Misconception number one: Undercover police officers must identify themselves if asked. For a long time a rumor has persisted that if a prostitute or, like, another criminal asks an undercover police officer "Hey, are you a cop?", then that officer has to be honest. In fact there's actually no  law that states an undercover police officer must always tell the truth. People generally believe this because they think officers might be guilty of entrapment if they don't identify themselves. Entrapment, by the way, is when a law enforcement officer gets someone to commit a crime that they probably wouldn't have done on their own. But, police officers failing to identify themselves while undercover is not against the law. 

Misconception number two: You must wait 24 hours to file a missing person's report. No! This is a lie that you've probably heard on TV many, many times, and there's definitely no law or regulation supporting this. In fact, police stations like to know as soon as possible when someone has gone missing, especially if that someone is a minor. And even when they're not a minor. Like, we'll find the adults too, I guess.

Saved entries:
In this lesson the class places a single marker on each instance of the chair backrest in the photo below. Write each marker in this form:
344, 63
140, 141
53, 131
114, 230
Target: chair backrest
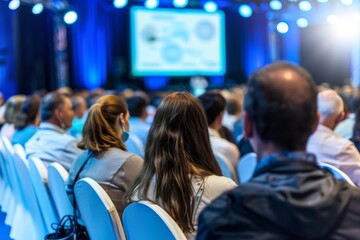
337, 173
39, 177
145, 220
57, 180
97, 211
28, 190
246, 167
226, 167
134, 145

- **REQUIRED TASK**
Summarize the passage on legal misconceptions in two sentences. The rows are not required for this work.

- **REPLY**
The passage on legal misconceptions states that no law requires an undercover police officer to tell the truth when asked whether they are a cop, and that failing to identify themselves while undercover is not against the law. It also rejects the belief that one must wait 24 hours to file a missing person's report, noting that police stations want to know as soon as possible when someone has gone missing.